[Stored data entries]
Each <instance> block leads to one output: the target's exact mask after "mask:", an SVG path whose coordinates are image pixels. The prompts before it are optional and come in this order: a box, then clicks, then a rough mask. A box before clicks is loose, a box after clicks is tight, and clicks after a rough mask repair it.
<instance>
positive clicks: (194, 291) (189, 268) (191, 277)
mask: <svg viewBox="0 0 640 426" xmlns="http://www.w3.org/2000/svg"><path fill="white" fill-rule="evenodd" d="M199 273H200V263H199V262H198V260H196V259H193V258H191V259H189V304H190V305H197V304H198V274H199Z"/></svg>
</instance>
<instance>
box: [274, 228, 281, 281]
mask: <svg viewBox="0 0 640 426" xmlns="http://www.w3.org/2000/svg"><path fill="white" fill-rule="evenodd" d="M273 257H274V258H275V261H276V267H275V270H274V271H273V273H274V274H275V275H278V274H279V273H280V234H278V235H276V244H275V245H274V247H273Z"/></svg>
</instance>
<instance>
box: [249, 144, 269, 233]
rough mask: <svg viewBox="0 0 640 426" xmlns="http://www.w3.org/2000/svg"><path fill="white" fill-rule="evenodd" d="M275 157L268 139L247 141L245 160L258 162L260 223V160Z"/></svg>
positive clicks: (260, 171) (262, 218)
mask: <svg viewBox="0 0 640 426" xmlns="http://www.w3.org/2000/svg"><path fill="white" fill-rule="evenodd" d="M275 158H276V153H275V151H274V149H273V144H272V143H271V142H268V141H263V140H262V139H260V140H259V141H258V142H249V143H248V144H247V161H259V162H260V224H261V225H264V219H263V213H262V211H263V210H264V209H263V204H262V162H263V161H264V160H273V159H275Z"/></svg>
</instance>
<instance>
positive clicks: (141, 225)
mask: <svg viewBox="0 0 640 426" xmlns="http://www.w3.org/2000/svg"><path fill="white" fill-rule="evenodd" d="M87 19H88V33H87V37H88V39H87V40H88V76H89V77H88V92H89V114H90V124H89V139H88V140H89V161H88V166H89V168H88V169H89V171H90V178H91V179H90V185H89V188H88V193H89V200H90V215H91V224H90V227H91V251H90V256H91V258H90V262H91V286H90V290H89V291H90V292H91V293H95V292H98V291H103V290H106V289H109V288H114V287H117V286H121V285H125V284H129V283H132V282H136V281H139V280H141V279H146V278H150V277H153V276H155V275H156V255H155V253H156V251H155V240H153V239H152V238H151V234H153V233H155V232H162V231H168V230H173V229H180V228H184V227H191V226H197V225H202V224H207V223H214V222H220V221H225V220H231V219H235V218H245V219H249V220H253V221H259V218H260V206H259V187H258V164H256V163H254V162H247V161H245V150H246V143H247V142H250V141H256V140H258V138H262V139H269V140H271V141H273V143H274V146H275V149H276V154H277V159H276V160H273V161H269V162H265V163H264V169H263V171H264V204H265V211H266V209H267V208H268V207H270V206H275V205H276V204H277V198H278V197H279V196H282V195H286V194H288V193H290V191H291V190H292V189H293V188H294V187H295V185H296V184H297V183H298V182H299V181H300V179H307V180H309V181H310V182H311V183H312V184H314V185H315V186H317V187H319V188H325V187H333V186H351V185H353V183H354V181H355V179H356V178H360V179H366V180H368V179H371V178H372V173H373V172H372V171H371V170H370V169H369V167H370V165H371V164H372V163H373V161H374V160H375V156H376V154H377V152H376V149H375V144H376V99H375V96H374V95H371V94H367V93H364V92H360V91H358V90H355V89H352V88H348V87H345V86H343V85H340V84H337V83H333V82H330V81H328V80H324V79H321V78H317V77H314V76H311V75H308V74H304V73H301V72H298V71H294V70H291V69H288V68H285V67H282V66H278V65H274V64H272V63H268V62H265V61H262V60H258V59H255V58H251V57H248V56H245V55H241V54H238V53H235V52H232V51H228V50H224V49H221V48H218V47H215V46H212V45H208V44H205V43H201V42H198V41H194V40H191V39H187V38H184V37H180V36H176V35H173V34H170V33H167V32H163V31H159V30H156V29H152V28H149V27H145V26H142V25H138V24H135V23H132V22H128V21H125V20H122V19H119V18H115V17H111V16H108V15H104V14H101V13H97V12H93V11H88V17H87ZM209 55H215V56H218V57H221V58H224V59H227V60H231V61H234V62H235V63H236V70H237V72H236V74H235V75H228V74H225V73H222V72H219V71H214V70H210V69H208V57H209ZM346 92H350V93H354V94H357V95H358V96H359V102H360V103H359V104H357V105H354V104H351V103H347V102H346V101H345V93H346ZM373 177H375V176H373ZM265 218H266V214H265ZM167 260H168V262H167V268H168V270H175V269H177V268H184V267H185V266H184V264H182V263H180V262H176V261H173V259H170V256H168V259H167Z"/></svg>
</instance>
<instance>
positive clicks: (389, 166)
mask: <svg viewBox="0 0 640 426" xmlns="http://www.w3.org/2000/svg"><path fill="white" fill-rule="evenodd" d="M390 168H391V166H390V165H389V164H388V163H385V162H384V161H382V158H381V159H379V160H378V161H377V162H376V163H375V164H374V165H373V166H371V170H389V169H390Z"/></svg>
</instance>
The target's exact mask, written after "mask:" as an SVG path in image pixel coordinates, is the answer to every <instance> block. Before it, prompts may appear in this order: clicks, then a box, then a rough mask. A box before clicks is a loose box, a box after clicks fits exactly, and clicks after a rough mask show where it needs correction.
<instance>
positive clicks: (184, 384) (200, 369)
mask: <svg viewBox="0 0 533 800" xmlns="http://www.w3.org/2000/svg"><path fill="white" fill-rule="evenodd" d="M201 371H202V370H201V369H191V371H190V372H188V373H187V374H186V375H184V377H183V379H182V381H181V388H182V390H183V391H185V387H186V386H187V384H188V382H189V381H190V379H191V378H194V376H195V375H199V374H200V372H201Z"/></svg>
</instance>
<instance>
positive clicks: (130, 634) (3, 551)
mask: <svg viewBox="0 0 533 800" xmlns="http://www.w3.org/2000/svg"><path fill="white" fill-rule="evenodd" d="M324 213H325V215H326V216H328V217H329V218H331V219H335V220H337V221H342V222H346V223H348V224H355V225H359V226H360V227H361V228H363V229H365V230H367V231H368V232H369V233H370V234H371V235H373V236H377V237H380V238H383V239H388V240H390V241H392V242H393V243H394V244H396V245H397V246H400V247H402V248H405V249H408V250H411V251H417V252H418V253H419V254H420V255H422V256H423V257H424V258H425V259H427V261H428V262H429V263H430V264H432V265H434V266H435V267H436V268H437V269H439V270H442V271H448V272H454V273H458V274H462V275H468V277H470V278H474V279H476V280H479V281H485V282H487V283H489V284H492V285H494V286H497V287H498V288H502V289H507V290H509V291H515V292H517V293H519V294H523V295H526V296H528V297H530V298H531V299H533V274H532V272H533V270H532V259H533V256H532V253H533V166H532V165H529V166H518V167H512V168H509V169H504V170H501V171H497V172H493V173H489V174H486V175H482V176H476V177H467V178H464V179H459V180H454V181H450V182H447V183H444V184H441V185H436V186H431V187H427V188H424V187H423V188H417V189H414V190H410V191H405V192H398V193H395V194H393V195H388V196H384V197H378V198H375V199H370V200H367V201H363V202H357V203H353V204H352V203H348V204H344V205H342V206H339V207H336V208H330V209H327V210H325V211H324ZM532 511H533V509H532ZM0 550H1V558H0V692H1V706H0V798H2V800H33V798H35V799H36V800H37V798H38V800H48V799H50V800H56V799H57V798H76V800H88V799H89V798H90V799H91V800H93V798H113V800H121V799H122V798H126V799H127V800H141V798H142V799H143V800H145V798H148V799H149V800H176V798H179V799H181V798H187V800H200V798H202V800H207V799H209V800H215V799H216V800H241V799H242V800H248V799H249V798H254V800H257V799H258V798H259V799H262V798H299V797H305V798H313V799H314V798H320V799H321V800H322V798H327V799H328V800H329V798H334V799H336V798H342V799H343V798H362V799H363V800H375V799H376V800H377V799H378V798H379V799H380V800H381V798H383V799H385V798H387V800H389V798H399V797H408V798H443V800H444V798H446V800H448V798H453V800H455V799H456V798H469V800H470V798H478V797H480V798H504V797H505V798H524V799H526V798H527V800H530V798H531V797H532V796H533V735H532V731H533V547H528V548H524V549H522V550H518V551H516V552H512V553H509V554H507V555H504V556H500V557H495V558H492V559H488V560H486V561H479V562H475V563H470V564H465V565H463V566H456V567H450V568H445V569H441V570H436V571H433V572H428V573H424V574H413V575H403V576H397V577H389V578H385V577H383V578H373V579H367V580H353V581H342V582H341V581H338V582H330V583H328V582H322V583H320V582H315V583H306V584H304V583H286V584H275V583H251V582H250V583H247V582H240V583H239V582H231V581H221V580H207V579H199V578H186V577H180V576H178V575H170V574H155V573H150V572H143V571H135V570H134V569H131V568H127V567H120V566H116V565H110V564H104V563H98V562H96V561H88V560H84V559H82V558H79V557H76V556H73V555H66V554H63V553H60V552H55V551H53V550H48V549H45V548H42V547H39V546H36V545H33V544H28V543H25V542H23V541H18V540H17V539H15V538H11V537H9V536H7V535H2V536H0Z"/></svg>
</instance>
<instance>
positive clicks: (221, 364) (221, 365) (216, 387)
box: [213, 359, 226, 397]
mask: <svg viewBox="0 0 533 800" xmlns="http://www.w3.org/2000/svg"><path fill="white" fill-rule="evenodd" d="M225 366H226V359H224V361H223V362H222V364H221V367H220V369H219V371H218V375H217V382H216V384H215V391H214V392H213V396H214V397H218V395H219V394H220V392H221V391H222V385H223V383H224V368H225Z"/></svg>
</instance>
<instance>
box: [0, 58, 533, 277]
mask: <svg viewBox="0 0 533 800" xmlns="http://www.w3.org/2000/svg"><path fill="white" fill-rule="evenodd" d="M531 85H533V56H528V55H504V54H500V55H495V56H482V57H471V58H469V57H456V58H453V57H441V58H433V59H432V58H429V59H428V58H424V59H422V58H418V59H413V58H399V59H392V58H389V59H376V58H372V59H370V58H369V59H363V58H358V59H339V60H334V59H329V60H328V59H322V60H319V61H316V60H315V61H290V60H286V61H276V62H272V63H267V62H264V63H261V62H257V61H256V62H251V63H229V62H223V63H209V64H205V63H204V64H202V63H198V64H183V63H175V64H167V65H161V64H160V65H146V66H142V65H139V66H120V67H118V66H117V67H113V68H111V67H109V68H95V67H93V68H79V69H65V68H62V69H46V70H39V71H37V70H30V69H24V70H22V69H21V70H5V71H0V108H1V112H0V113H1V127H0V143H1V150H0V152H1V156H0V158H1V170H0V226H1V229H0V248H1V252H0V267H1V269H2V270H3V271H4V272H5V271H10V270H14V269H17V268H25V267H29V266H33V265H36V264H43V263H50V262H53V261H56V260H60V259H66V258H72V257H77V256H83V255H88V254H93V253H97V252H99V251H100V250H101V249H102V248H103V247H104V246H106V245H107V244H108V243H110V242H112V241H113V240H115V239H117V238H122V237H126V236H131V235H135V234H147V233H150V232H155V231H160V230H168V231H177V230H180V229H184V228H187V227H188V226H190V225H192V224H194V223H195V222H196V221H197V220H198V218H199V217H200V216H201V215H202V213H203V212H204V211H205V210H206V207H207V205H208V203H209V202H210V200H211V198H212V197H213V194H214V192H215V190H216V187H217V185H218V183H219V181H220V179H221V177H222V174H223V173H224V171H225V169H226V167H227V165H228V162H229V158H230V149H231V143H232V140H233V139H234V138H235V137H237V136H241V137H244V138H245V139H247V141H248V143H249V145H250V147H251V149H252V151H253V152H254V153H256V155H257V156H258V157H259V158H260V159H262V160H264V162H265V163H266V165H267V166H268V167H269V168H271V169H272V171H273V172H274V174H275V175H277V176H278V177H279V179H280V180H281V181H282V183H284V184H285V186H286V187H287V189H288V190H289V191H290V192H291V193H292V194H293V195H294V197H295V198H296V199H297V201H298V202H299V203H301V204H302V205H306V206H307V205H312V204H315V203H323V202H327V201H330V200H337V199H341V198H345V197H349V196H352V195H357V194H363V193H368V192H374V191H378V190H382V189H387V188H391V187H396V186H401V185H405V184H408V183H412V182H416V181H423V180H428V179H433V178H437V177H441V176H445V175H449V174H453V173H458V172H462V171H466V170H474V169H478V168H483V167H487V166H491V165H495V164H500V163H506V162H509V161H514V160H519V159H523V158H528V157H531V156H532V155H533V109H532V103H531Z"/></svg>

### JOB
Please repeat the rows above word for word, from the very first line through the line containing "positive clicks: (194, 291)", inclusive.

### RESULT FOR THIS EXERCISE
Each <instance> block leads to one output: the target's exact mask after "mask:", an SVG path whose coordinates are image pixels. The prompts before it are optional and come in this order: a box, then clicks, then a rough mask. A box before clicks is loose, a box after clicks is tight, and clicks after a rough mask repair it.
<instance>
positive clicks: (194, 291) (189, 268) (191, 277)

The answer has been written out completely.